- _GIVEN EXERCISE_: Set each entry down verbatim, omitting images.

- _AVAILABLE RECORDS_:
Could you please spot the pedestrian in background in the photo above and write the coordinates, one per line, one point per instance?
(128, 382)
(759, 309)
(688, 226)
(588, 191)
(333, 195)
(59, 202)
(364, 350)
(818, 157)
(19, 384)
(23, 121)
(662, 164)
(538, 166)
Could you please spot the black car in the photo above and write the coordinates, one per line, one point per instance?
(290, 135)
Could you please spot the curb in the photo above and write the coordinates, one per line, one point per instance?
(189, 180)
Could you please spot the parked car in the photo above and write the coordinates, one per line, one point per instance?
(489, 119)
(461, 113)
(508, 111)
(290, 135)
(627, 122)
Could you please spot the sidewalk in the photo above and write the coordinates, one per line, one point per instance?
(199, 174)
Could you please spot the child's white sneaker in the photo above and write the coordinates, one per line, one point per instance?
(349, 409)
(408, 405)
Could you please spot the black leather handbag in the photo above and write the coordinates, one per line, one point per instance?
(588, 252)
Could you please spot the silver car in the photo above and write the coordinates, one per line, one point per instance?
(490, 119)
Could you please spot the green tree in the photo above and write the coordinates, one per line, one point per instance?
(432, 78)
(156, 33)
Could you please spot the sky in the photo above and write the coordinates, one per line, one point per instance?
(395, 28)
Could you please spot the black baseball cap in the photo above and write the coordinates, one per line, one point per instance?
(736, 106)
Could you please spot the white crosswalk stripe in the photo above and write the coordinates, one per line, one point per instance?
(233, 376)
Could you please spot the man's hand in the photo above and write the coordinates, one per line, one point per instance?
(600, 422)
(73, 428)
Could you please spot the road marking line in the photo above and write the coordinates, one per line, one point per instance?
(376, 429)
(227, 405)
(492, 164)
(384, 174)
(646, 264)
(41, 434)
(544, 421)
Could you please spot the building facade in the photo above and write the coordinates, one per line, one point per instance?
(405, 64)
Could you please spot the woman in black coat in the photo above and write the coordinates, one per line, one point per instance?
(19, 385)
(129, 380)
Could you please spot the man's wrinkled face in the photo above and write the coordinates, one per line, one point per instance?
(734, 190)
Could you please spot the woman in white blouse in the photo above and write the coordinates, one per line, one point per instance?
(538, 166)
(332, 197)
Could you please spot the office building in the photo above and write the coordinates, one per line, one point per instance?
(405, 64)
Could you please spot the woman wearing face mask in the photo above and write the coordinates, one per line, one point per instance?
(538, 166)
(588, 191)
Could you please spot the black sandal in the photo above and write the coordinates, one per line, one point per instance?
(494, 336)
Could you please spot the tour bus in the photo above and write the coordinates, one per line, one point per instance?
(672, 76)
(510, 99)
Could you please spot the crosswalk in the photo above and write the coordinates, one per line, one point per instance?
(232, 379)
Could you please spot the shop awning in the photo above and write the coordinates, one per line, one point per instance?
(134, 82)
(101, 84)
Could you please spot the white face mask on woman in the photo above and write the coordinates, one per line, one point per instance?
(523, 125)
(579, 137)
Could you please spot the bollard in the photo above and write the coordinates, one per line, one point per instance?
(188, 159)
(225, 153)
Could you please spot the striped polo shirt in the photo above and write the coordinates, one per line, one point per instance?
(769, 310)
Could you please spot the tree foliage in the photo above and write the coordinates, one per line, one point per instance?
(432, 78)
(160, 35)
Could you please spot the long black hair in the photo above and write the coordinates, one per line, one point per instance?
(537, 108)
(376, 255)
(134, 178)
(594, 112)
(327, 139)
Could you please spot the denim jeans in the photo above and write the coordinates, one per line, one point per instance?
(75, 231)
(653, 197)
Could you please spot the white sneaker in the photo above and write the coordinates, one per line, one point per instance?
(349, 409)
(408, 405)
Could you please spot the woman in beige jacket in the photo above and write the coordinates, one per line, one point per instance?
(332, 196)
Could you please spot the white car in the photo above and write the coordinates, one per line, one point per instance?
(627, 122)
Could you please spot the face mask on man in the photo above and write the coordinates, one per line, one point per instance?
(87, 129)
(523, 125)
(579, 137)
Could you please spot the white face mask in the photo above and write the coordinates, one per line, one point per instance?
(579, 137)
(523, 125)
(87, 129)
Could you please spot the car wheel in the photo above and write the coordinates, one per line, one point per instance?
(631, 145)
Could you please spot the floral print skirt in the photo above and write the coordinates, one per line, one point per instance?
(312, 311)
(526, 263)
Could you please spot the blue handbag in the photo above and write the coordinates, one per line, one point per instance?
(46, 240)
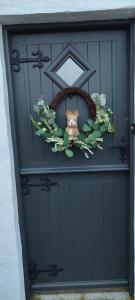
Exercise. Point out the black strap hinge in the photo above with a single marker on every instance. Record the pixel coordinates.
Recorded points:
(133, 128)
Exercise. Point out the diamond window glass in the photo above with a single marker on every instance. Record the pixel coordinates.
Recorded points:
(69, 68)
(70, 71)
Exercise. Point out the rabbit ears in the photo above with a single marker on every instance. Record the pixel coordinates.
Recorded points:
(71, 113)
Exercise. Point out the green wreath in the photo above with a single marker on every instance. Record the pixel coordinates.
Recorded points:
(91, 136)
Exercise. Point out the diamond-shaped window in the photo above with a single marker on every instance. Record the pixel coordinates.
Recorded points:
(70, 69)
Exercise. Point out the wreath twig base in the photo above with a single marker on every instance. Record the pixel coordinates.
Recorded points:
(93, 130)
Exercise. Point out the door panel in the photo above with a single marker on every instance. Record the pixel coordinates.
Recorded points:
(107, 53)
(76, 228)
(80, 225)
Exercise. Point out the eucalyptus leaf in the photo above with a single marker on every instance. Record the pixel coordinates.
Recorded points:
(95, 97)
(54, 149)
(66, 139)
(86, 127)
(69, 153)
(102, 99)
(103, 128)
(36, 108)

- _WRITTEN RESPONSE_:
Could you please spot the pedestrian in background in the photo above and write the coordinates, one per line, one point per instance?
(128, 382)
(759, 309)
(688, 226)
(588, 191)
(333, 195)
(59, 202)
(364, 350)
(818, 157)
(19, 384)
(23, 121)
(662, 164)
(538, 166)
Could you please spot the black car in the photo above and write the coordinates, one per line, one point per instance?
(290, 135)
Could you please spot the curb in the photo above and write the coordinates, one per line, one point per instance?
(189, 180)
Could you please spot the parked car in the photo above and write the coordinates, one per line, one point per instance?
(489, 119)
(461, 113)
(508, 111)
(290, 135)
(627, 122)
Could you please spot the sidewalk in the photo above and write the coordinates, one per line, one point per instance?
(199, 174)
Could you please spot the child's white sneaker in the photo above and write the coordinates, one per line, one point per instance?
(349, 409)
(408, 405)
Could you please spot the black leather handbag in the photo above and write the coordinates, one per line, one point per instance?
(588, 252)
Could you please spot the silver car in the photo above and write the coordinates, one per line, one point per instance?
(490, 119)
Could you please spot the green tree in the photo above and write the coordinates, one per line, one point per instance?
(432, 78)
(156, 33)
Could you please spot the sky in the photo above and write the coordinates, one per line, one point per instance?
(395, 28)
Could you please spot the black baseball cap in the photo above and write the coordinates, one per line, one point per instance?
(736, 106)
Could you please spot the white crosswalk stripe in the photo above and write the coordinates, one per line, one point per instance?
(233, 376)
Could you please spot the man's hand in the photo above and write the coordinates, one per line, one point per instance?
(600, 422)
(73, 428)
Could you please spot the road marking line in the photo above and write the coordinates, one per line, one point per instance?
(376, 429)
(227, 405)
(492, 164)
(384, 174)
(646, 264)
(41, 434)
(544, 421)
Could you please spot the building facade in the photo above and write the coordinates, one per line, one point per instance?
(405, 64)
Could you please spot the woman in black coat in the photo above and write the coordinates, one per line, one point per instance?
(19, 385)
(129, 380)
Could you please spot the man's wrinkled face in the photo above and write the coordinates, one per line, one point per instance?
(734, 190)
Could you please spot the woman in white blouse in the photo above and write the coordinates, one per line, one point per instance?
(538, 166)
(332, 197)
Could you please spot the office building in the photo above and write the coordinates, one per line, one point per instance?
(405, 64)
Could you please spot the woman wearing face mask in the photo above and write the coordinates, one per line, one point per instance?
(538, 166)
(588, 191)
Could you please spot the black sandal in the photo above and write the coordinates, one per line, one point per instance?
(494, 336)
Could you please spot the tour bus in the photo above and write the coordinates, one per line, one point per instance?
(672, 76)
(510, 99)
Could you please spot the crosswalk in the photo above and write the coordinates, one per line, one point per instance?
(232, 379)
Could you please spot the shop awning in the photo above and write the coordinates, one per line, one point per instance?
(134, 82)
(101, 84)
Could you please spot the white face mask on woman in the photo above and write the coordinates, one per line, one point per instance?
(523, 125)
(579, 137)
Could you please spot the bollard in the photo above and write the coordinates, one per line, one point per instance?
(188, 159)
(225, 153)
Could you please spot the striped polo shirt in the photo above and write the coordinates, one per line, one point per instance?
(769, 310)
Could you please spot the tree foliage in the photo above and write the coordinates, one per line, one point per instance?
(432, 78)
(160, 35)
Could you please spot the long black hair in the photo above and write the coordinates, one per line, one point per instance?
(537, 108)
(376, 255)
(134, 178)
(594, 112)
(327, 139)
Could you please spot the denim jeans in the photo above and write the coordinates, one per line, one point per instance?
(75, 231)
(653, 197)
Could you please spot the white sneaker in the photo above and write the coordinates, one per line, one point per instance?
(349, 409)
(408, 405)
Could you please spot the woman in beige jacket in the photo above and write the coordinates, one per line, one point per instance?
(332, 196)
Could you please spot the white car in the photo above and write the coordinates, one per line, one point per instance?
(627, 122)
Could you please spot the face mask on man in the photo above and write the coordinates, one per line, one point per instance?
(87, 129)
(523, 125)
(579, 137)
Could you please spot the white face mask in the photo above and write the coordinates, one per line, one point per instance?
(579, 137)
(523, 125)
(87, 129)
Could you please spot the car wheel in the photo above and write the coordinates, one per line, one point per instance?
(631, 145)
Could you please spot the floral print skirt in the photo above and write the coordinates, one per line, one point per instance?
(312, 311)
(526, 263)
Could you please spot the blue handbag in the photo above and write the coordinates, one per line, one point per instance?
(46, 240)
Exercise. Point out the black strap hinge in the photo above with a single marker on every instance. Record the pixel coordinates.
Recorded points:
(133, 128)
Exercise. Point out the diamond window glass in the photo above with a single marker on every instance. Record the pixel coordinates.
Recorded points:
(69, 68)
(70, 71)
Exercise. Point out the rabbit ears in the photo above with a single marker on every instance. Record the pixel coordinates.
Recorded points:
(71, 113)
Exercise. Point out the green wreath in the photo above with a single marker on every instance. Record the pixel coordinates.
Recorded points:
(91, 136)
Exercise. Point out the diamond-shaped window in the photo above with a single marker on every instance. Record the pixel coordinates.
Recorded points:
(70, 69)
Exercise. Point out the wreath twig base in the photo above with a single marker on every instance. Record the pixel coordinates.
Recorded points:
(93, 130)
Exercise. Point out the door panel in the photo above with a single marker on every instance. Record the pixel coordinates.
Recorded points:
(107, 53)
(76, 228)
(80, 225)
Exercise. Point out the eucalyptus leaf in the photo above with a single marker on every instance. Record the pixel coordinates.
Recorded points:
(95, 97)
(54, 149)
(66, 139)
(86, 127)
(69, 153)
(102, 99)
(103, 128)
(36, 108)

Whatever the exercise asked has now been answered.